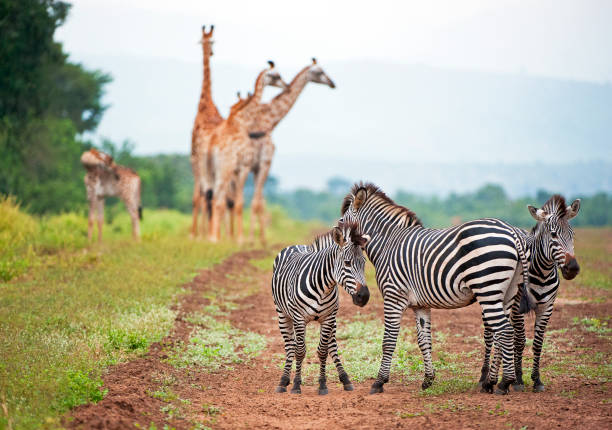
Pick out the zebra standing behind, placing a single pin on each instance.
(421, 269)
(551, 246)
(304, 289)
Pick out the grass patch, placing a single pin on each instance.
(360, 347)
(594, 325)
(68, 309)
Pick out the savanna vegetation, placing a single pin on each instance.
(68, 310)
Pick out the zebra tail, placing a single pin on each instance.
(527, 303)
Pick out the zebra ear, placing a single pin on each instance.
(537, 214)
(366, 238)
(360, 197)
(338, 236)
(572, 210)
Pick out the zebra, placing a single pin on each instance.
(551, 246)
(304, 289)
(421, 269)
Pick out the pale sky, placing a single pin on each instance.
(554, 38)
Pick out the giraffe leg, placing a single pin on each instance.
(300, 353)
(423, 324)
(91, 218)
(239, 203)
(100, 210)
(393, 316)
(543, 313)
(285, 324)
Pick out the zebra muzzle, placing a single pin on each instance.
(361, 296)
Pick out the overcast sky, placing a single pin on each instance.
(555, 38)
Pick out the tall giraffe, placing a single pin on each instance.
(103, 179)
(231, 155)
(267, 117)
(206, 120)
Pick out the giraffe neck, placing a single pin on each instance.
(206, 102)
(242, 113)
(282, 103)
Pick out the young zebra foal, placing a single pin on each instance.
(304, 289)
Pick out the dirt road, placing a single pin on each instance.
(244, 396)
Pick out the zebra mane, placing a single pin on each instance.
(325, 239)
(373, 191)
(556, 205)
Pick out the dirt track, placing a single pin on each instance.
(245, 398)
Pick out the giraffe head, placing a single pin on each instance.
(317, 75)
(273, 78)
(207, 40)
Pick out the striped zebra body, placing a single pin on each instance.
(304, 288)
(422, 268)
(550, 246)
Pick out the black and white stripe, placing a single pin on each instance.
(304, 287)
(421, 269)
(550, 245)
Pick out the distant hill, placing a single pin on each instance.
(404, 126)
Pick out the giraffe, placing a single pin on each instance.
(267, 117)
(103, 179)
(207, 119)
(230, 156)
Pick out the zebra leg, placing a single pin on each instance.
(484, 371)
(423, 321)
(324, 337)
(393, 317)
(518, 323)
(333, 352)
(300, 353)
(543, 314)
(496, 320)
(285, 324)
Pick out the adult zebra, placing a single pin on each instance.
(304, 289)
(551, 246)
(421, 269)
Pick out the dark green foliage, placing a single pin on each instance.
(45, 102)
(79, 388)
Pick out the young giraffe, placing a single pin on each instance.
(104, 178)
(267, 117)
(230, 155)
(206, 120)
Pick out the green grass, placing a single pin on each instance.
(69, 309)
(360, 348)
(215, 344)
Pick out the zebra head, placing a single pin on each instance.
(349, 265)
(555, 235)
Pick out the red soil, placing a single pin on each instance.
(246, 399)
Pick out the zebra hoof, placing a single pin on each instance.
(487, 387)
(426, 383)
(539, 388)
(377, 387)
(501, 391)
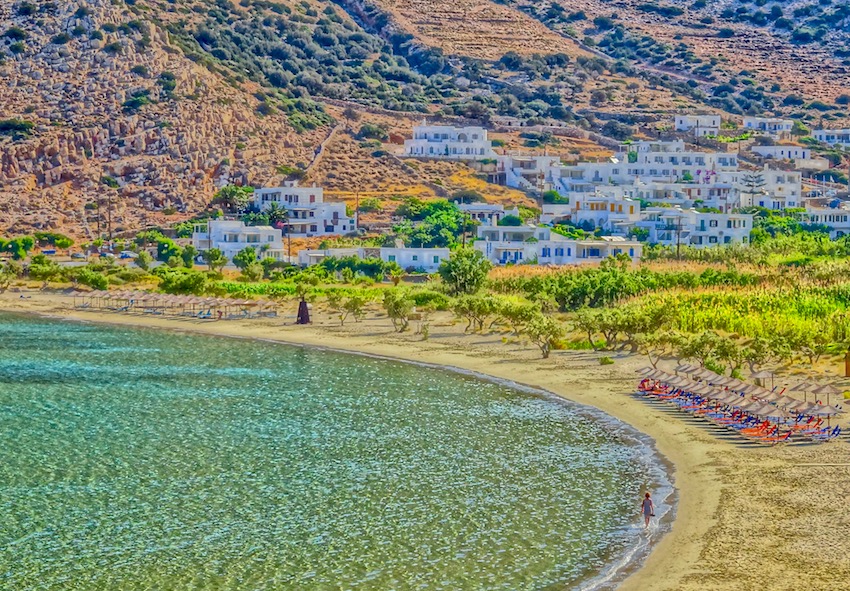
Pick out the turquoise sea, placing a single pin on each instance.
(138, 459)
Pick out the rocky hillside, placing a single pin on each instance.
(133, 113)
(103, 107)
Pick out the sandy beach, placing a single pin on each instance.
(748, 517)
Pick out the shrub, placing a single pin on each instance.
(16, 128)
(15, 34)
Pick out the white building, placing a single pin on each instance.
(833, 137)
(309, 214)
(701, 124)
(674, 226)
(773, 127)
(442, 141)
(416, 259)
(526, 172)
(781, 189)
(838, 220)
(783, 152)
(597, 210)
(502, 245)
(231, 236)
(487, 214)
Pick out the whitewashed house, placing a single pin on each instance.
(838, 220)
(783, 152)
(415, 259)
(677, 227)
(702, 125)
(774, 127)
(487, 214)
(782, 189)
(526, 172)
(612, 213)
(504, 245)
(454, 143)
(309, 214)
(833, 137)
(231, 236)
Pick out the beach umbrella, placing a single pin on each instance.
(770, 411)
(805, 408)
(825, 411)
(735, 384)
(786, 401)
(804, 387)
(827, 389)
(768, 396)
(763, 374)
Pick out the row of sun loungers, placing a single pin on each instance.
(203, 308)
(762, 415)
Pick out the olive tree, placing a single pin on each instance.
(465, 271)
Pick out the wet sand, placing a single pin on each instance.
(748, 517)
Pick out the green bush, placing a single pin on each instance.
(429, 298)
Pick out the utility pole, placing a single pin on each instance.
(288, 241)
(463, 234)
(109, 219)
(678, 237)
(357, 210)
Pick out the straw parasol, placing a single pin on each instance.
(770, 411)
(826, 411)
(827, 389)
(786, 401)
(763, 374)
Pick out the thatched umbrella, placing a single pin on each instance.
(763, 374)
(804, 387)
(826, 411)
(775, 413)
(827, 389)
(686, 368)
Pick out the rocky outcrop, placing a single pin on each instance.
(111, 96)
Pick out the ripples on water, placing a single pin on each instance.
(142, 460)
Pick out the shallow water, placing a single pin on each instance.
(144, 460)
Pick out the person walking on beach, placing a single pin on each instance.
(648, 509)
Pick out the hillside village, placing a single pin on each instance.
(666, 192)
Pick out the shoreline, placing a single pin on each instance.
(703, 467)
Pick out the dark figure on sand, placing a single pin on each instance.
(648, 509)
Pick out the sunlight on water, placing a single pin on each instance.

........

_AIM OF THE EXERCISE_. All lines above are to be restated word for word, with pictures excluded.

_ANSWER TO THE EXERCISE_.
Pick out the zebra standing behind, placing a single pin on each instance.
(421, 269)
(551, 246)
(304, 289)
Pick out the grass patch, placing a single pin on each instance.
(360, 347)
(594, 325)
(68, 309)
Pick out the savanna vegetation, placing a single pin on each instance.
(68, 310)
Pick out the zebra tail, placing a single pin on each instance.
(527, 303)
Pick out the zebra ear, placing a single pin on each instance.
(537, 214)
(366, 238)
(360, 197)
(338, 236)
(572, 210)
Pick out the zebra, placing a single pin on each instance.
(551, 246)
(304, 289)
(421, 269)
Pick out the pale sky, placing a single pin on each instance.
(554, 38)
Pick out the giraffe leg, placing a single pin on each instance.
(300, 353)
(423, 324)
(91, 218)
(239, 203)
(100, 210)
(393, 316)
(543, 313)
(285, 324)
Pick out the zebra muzzle, placing a single pin on each instance.
(361, 296)
Pick out the overcast sky, placing a single pin on each instance.
(555, 38)
Pick out the tall giraffe, placing a single pin on each instance.
(103, 179)
(231, 155)
(267, 117)
(206, 120)
Pick out the giraffe neck, placing a single pin on each instance.
(206, 102)
(242, 113)
(282, 103)
Pick out the young zebra foal, placing a single pin on each instance.
(304, 289)
Pick out the dirt road, placing a single pin on each instance.
(244, 396)
Pick out the zebra mane, placing a single pin on each instance.
(325, 239)
(373, 191)
(556, 205)
Pick out the dirt track, placing a single pin on each instance.
(245, 398)
Pick out the giraffe head, placing a single pin on each instance.
(317, 75)
(273, 78)
(207, 40)
Pick out the striped zebra body, placing a single pin on each instance.
(304, 288)
(422, 268)
(550, 246)
Pick out the black and white stripe, placing a single pin on each instance.
(304, 287)
(421, 269)
(550, 245)
Pick out the distant hill, placing a single pin on each instance.
(404, 126)
Pick out the giraffe, placing a single pin on each instance.
(267, 117)
(103, 179)
(207, 119)
(230, 156)
Pick out the zebra leg, placing a single pin on each instance.
(484, 371)
(423, 321)
(324, 337)
(393, 317)
(518, 323)
(333, 352)
(300, 353)
(543, 314)
(496, 320)
(285, 324)
Pick out the adult zebra, placing a single pin on each instance.
(304, 289)
(551, 246)
(421, 269)
Pick out the dark green foliage, placing a single pin on each instance.
(45, 102)
(79, 388)
Pick out the young giraffe, placing a single pin on each instance.
(104, 178)
(267, 117)
(230, 155)
(206, 120)
Pick out the green grass, placing a single pin on each instance.
(69, 309)
(360, 348)
(215, 344)
Pick out the zebra head, placing a single pin on each instance.
(349, 265)
(555, 235)
Pick out the red soil, placing a single pin on each instance.
(246, 399)
Pick out the zebra hoof, placing a single pin on each instance.
(487, 387)
(426, 383)
(539, 388)
(377, 387)
(501, 391)
Pick out the turquoise sea, placing a single pin on each instance.
(138, 459)
Pick out the rocky hillside, placing a single pin on each instance.
(133, 113)
(103, 107)
Pick out the sandy beach, placing a single pin on each instance.
(748, 517)
Pick out the shrub, placing a single pin on each instance.
(16, 128)
(15, 34)
Pick out the white building, placing a single pin on each instance.
(833, 137)
(309, 214)
(701, 124)
(674, 226)
(773, 127)
(442, 141)
(416, 259)
(526, 172)
(781, 189)
(838, 220)
(783, 152)
(597, 210)
(502, 245)
(231, 236)
(487, 214)
Pick out the whitewashed house, placing a single pin on each instance.
(838, 220)
(783, 152)
(415, 259)
(677, 227)
(702, 125)
(774, 127)
(487, 214)
(782, 189)
(526, 172)
(612, 213)
(504, 245)
(454, 143)
(309, 214)
(833, 137)
(231, 236)
Pick out the beach umbrella, placing a single pin on each instance.
(770, 411)
(805, 408)
(825, 411)
(735, 384)
(786, 401)
(804, 387)
(827, 389)
(768, 396)
(763, 374)
Pick out the row of sun loungers, placing a single pin on each instance.
(203, 308)
(762, 415)
Pick out the olive tree, placing a single pin on each instance.
(465, 271)
Pick out the wet sand, placing a single pin on each instance.
(748, 517)
Pick out the green bush, placing a single pin on each instance.
(429, 298)
Pick out the utility pole, placing a single pin on each instance.
(288, 241)
(463, 234)
(109, 219)
(678, 237)
(357, 210)
Pick out the straw parasol, placing a single pin on each instance.
(770, 411)
(826, 411)
(827, 389)
(786, 401)
(763, 374)
Pick out the thatched umbrella, placing a single pin on each instance.
(763, 374)
(804, 387)
(826, 411)
(775, 413)
(827, 389)
(686, 368)
Pick out the rocky outcrop, placing a single pin on each instance.
(111, 96)
Pick out the ripples on water, placing a single pin on each instance.
(142, 460)
Pick out the shallow water, placing a single pin on each instance.
(144, 460)
Pick out the person walking on beach, placing a single pin on each instance.
(648, 509)
Pick out the hillside village, placing a single pin on each instance.
(666, 192)
Pick out the shoreline, placing a single pin on each instance.
(703, 467)
Pick out the dark figure on sand, placing a single pin on each instance.
(648, 509)
Pick out the sunlight on water, placing a single pin on each instance.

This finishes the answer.